### 練習問題
(1) インタビューの抜粋に出てくる地名（市や国の名前）をすべて書き出してください。
(2) インタビューの抜粋から、「Q2.今回のこの授業の「ねらい」をお聞かせ下さい。」から「A4.「棒体操」の内容は、近日中に出版を予定しています。」まで（その両方の語句を含む）を一字も変えずに引用してください。

### 本文抜粋

%%

Q2.今回のこの授業の「ねらい」をお聞かせ下さい。
A2.福祉用具に関する知識や技術は、作業療法士が当然のこととして身に付けていなければならないものです。ヤザキさんの扱っている福祉用具の良さは、アダプテーションがしやすい、つまり個別の患者さんに合わせやすいという特長を持ち、しかもかなり早く対応ができることです。一昔前の福祉用具には手作りの物が数多くありました。しかし、現在は既製品が増え、既製品以外の福祉用具の存在を知らない学生もいます。単に既製品を提供するだけでは当事者がうまく動作できない場合でも、本当にその人に適合した高さに調節できれば動作できる事もあります。当事者にジャストフィットする福祉用具を提供することの重要性、そのようなニーズにこたえる物の存在を知って欲しいというのが今回の授業の狙いです。

Q3.2000年に介護保険制度が施行され丁度10年となります。この間、数多くの企業や製品が世に出され、ある意味介護の世界が様変わりし既製品が溢れている現状ですが、先ほど伺った中に既に答えがあったと思いますが、今なぜ「イレクター」なのでしょうか?
A3.たしかに、高機能の既製品も増えました。しかし、当事者の機能は変化してゆきます。この変化に対応できなければ、たとえ高機能な福祉用具でもやがて不適切なものになってしまいます。介護保険の良さはそれらの変化に対応できること、つまり、患者さんの機能低下に応じてレンタル制度などを利用して福祉用具を変更できることです。しかし、実際には微妙な調整で変化に対応しなければならないことも、数多くあります。それができる所がイレクターの良さだと思います。

Q4.高畑先生や内藤先生は、高齢者の転倒予防として「棒体操」の開発グループの一人として深く関わっているという事ですが...
A4.「棒体操」の内容は、近日中に出版を予定しています。
大東市や姫路市に於いても 「棒体操」 に取組んでいただいています。
非常に簡単な体操ですが、一ヶ月足らずで身体機能が向上したとうことも分かっています。今年チリで世界OT学会(WFOT:世界作業療法連盟)が開催され、発案者の横井先生が発表されたところ大変な反響があり、ある国のOTの先生から是非英訳したものがほしいということでメールが届きました。この棒体操は、安く、すぐ始められ、しかも転倒予防や認知機能向上に効果があります。また、パーキンソン病の方などにも効果があります。

%%

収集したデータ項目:
%%

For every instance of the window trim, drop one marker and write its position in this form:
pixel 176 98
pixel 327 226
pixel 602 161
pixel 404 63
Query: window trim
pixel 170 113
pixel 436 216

%%
%%

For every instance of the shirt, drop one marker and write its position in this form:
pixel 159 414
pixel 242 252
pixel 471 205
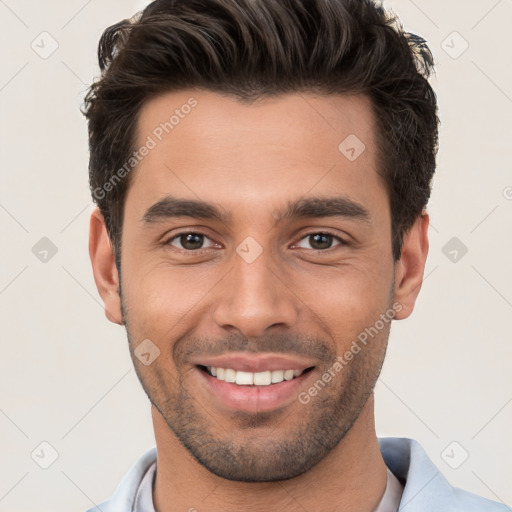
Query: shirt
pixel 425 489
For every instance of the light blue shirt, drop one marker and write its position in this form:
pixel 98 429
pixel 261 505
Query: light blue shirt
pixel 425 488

%%

### 各問の解答
(1) 大東市、姫路市、チリ

(2)
Q2.今回のこの授業の「ねらい」をお聞かせ下さい。
A2.福祉用具に関する知識や技術は、作業療法士が当然のこととして身に付けていなければならないものです。ヤザキさんの扱っている福祉用具の良さは、アダプテーションがしやすい、つまり個別の患者さんに合わせやすいという特長を持ち、しかもかなり早く対応ができることです。一昔前の福祉用具には手作りの物が数多くありました。しかし、現在は既製品が増え、既製品以外の福祉用具の存在を知らない学生もいます。単に既製品を提供するだけでは当事者がうまく動作できない場合でも、本当にその人に適合した高さに調節できれば動作できる事もあります。当事者にジャストフィットする福祉用具を提供することの重要性、そのようなニーズにこたえる物の存在を知って欲しいというのが今回の授業の狙いです。

Q3.2000年に介護保険制度が施行され丁度10年となります。この間、数多くの企業や製品が世に出され、ある意味介護の世界が様変わりし既製品が溢れている現状ですが、先ほど伺った中に既に答えがあったと思いますが、今なぜ「イレクター」なのでしょうか?
A3.たしかに、高機能の既製品も増えました。しかし、当事者の機能は変化してゆきます。この変化に対応できなければ、たとえ高機能な福祉用具でもやがて不適切なものになってしまいます。介護保険の良さはそれらの変化に対応できること、つまり、患者さんの機能低下に応じてレンタル制度などを利用して福祉用具を変更できることです。しかし、実際には微妙な調整で変化に対応しなければならないことも、数多くあります。それができる所がイレクターの良さだと思います。

Q4.高畑先生や内藤先生は、高齢者の転倒予防として「棒体操」の開発グループの一人として深く関わっているという事ですが...
A4.「棒体操」の内容は、近日中に出版を予定しています。